Segment Start: DATA FOR REVIEW
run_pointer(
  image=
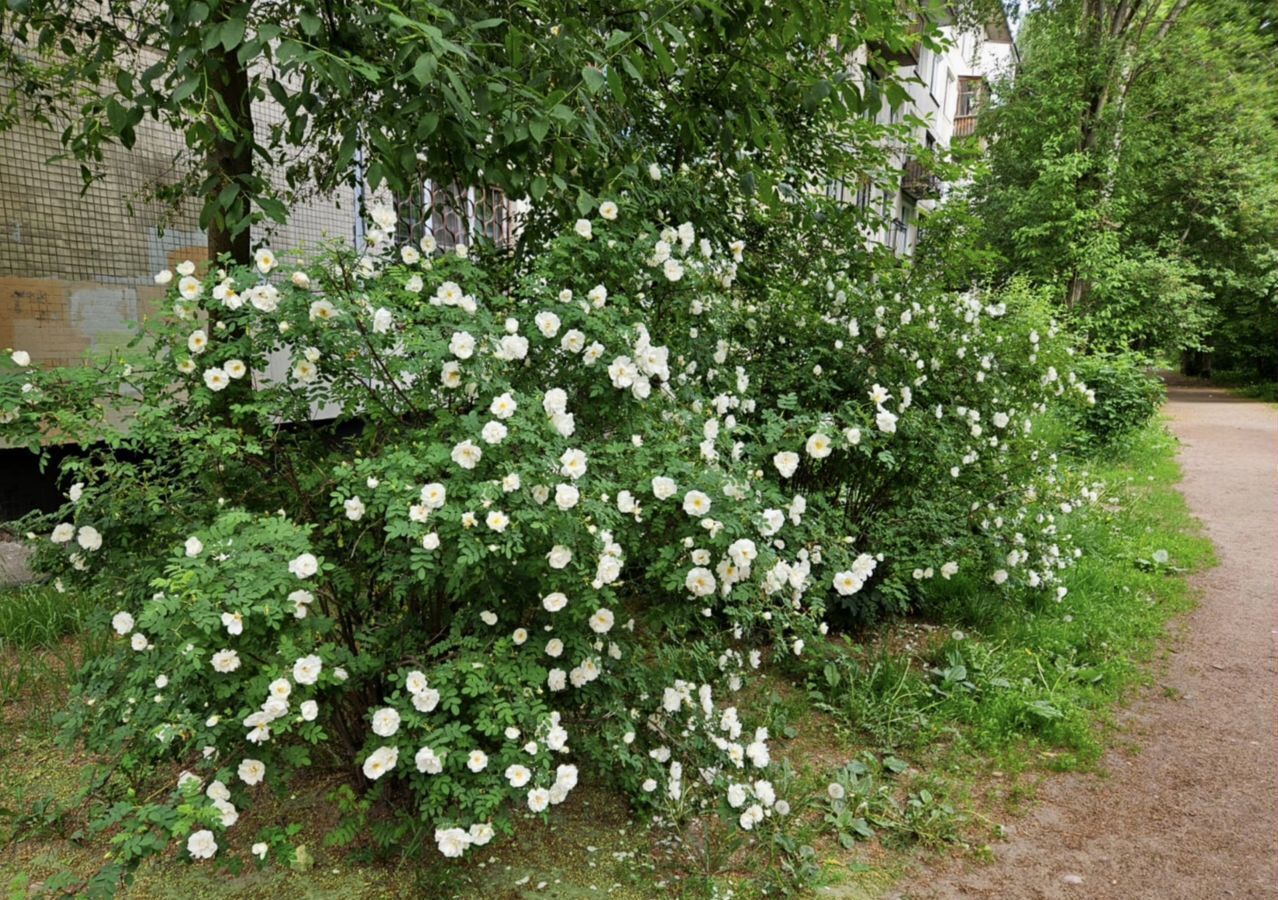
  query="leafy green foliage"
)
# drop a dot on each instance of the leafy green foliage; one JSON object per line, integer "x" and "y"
Segment End: DATA FOR REVIEW
WHAT IS EXPECTED:
Respond with nothing but the number of lines in the entries that contain the string "green".

ANSWER SPACE:
2